──────── Excerpt

2014-02-05 09:09:21 AM

darkjezter: Proposing to a woman in front of an audience has always seemed like kind of an asshole move to me.  It puts her on the spot and makes her too embarrassed to say no.


I've seen it happen at a local sporting event.  Dude comes out on the ice rink with a swagger while the announcer rambles on, pointing out girlfriend's location in the stands.  The guy drops to one knee in a (barf) symbolic act with one hand outstretched.  She shook her head "No" and bailed.

The spectacle would have been complete had there been a a rendition of "Wahh, wah, wah, waaaahhhhhhh" playing over the PA.
 
2014-02-05 09:14:05 AM

Bruce Campbell: I pretended to break up with my girlfriend in my proposal, saying how I'd been doing a lot of thinking lately and that I wasn't sure about the relationship, or its direction, anymore, then told her I didn't want her as a girlfriend anymore.


Oh man. That was COLD. Funny as hell, but cold.
 
2014-02-05 09:14:27 AM
My wife is pretty pragmatic and told me that she would have been happy regardless of the circumstances of the proposal, but i wanted to make it more memorable. I took her out to the theme park that we went to on our second date on the anniversary day of that date, got into the ferris wheel where we had made out for the first time on that date, and did the one-knee proposal at the top. I had never seen her happier. She brags about it to her friends to this day.

────────────────
──────── Data excerpt

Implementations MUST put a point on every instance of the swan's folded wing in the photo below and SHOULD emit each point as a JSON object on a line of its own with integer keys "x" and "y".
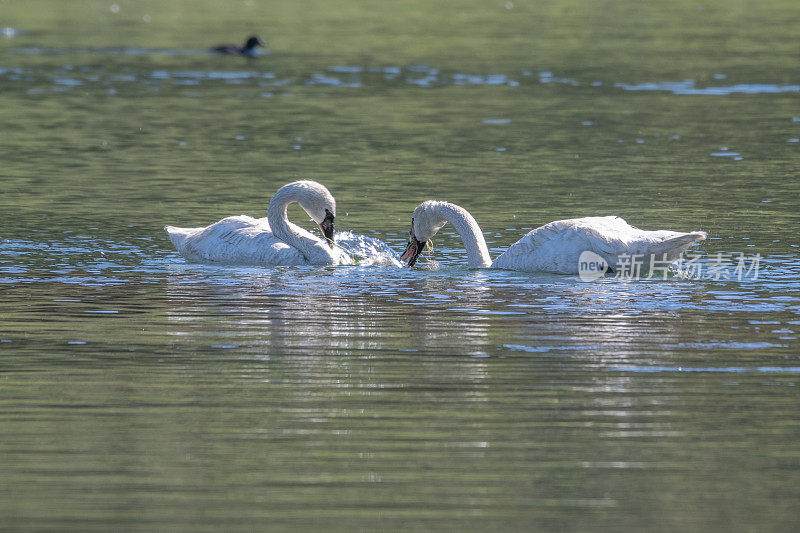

────────────────

**To be done:**
a. List every timestamp that appears in the comment thread about marriage proposals.
b. Write the next part of the comment thread about marriage proposals, starting after its final sentence.

**Answers per task:**
a.
2014-02-05 09:09:21 AM
2014-02-05 09:14:05 AM
2014-02-05 09:14:27 AM

b.
2014-02-05 09:15:19 AM

Real Women Drink Akvavit: I asked a guy out on a date a couple years ago. He said "yes" and looked happy and amused, but the possibility of rejection was nearly paralyzing. Knowing how hard THAT was, if a guy I had been dating for a gazillion whatevers decided to pass a note with "will you marry me? check 'yes' or 'no'" through one of his friends, I'd be impressed he had the stones to ask at all. When the roles are reversed, even once, you tend to appreciate the effort a whole lot more.


Fyi.

Nothing hotter than a girl taking the initiative to ask the man out.

Its almost impossible for a guy to say no. Even if he's not into you before... it will probably make him so.

In my single days, I always had a little more respect for the girls that asked me out rather than vice versa... usually those relationships were better too... partially because I sucked at picking the right person.
 
2014-02-05 09:15:33 AM

hailin: So 1 in 5 women are vapid selfish whores. Sounds about right.

My husband proposed on a beach at sunrise in the Keys and got the exact ring I wanted. I was clueless about all his question asking on ring taste because we had only dated for 8 months before and I thought "nah, he can't be thinking of marriage. He is just curious!" I was so shocked and happy I don't even really remember the proposal.

I haven't worn my diamond in about 2 years though. I work a lot inside computers and the band was getting scratched to hell, so I bought a $15 cheap stainless steel band. My husband doesn't where is tanzanite band either and has a cheap band as well. Both ring as in the safety deposit box and only come out for special occassions.

I still love more than anything so when women get all bent out of shape about their rings I never understand it. I've even had women openly sneer at my cheap ring and say I was making a mockery of marriage. Honey, if the worth of your marriage is dependent on some metal and stone you have farked up priorities and are a terrible human being.


Lady sounds like a coont.
I hardly ever wear a ring, period. I don't like how rings and necklaces feel. But when I do wear a ring, I wear my cubic Z ring and not my real one. I lose things a lot (lost my engagment ring in the house somehow).
So if I'm going to lose something id rather it be the ring set that only cost $140.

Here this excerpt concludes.